Using the material below, print the line that contains "Target: tree", the line that contains "Where can the road surface", and every line in between, exactly and nothing else.

**INFORMATION SUPPLIED**.

-- Opening Marker --

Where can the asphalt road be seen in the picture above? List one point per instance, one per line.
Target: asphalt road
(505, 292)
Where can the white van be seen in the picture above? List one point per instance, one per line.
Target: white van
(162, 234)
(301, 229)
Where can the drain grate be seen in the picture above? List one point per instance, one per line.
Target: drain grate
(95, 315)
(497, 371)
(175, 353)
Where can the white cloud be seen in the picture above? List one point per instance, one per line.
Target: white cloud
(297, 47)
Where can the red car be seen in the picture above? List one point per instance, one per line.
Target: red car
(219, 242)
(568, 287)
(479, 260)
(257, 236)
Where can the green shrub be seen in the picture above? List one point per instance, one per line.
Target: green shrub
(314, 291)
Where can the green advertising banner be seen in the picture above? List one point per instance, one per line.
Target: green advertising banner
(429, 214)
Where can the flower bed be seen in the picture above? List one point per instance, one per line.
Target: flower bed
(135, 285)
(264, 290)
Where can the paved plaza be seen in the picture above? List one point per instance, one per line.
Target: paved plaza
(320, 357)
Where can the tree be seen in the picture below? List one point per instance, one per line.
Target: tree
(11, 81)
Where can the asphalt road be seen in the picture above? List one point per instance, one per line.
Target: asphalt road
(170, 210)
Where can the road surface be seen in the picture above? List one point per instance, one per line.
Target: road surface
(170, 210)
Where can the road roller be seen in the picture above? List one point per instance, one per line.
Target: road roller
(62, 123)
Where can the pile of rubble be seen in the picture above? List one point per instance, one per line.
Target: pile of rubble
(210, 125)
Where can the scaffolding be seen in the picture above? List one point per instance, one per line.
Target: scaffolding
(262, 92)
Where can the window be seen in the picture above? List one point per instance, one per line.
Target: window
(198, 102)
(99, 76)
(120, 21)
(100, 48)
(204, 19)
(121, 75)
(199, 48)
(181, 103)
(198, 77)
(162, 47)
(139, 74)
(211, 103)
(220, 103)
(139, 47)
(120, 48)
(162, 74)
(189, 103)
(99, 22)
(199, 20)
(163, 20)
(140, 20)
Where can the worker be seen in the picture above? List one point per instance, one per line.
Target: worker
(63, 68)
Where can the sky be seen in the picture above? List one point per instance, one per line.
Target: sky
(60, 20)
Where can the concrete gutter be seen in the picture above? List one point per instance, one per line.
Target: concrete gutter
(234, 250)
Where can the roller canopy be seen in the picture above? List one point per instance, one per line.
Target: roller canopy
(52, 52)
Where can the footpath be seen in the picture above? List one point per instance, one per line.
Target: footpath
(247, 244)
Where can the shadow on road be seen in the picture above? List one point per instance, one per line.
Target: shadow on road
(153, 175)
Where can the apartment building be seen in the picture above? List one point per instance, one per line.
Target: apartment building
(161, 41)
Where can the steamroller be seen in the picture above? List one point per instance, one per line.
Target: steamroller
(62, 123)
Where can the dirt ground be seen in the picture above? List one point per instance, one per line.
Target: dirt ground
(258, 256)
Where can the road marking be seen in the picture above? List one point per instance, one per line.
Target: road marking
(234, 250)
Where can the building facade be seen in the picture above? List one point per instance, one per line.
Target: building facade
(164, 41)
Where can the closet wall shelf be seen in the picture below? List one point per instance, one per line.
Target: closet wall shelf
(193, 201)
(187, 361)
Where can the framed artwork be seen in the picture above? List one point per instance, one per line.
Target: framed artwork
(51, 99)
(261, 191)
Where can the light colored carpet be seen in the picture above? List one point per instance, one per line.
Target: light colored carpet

-- Closing Marker --

**TASK SOLUTION**.
Target: tree
(11, 81)
Where can the asphalt road be seen in the picture above? List one point per instance, one per line.
Target: asphalt road
(170, 210)
Where can the road surface be seen in the picture above? List one point per instance, one per line.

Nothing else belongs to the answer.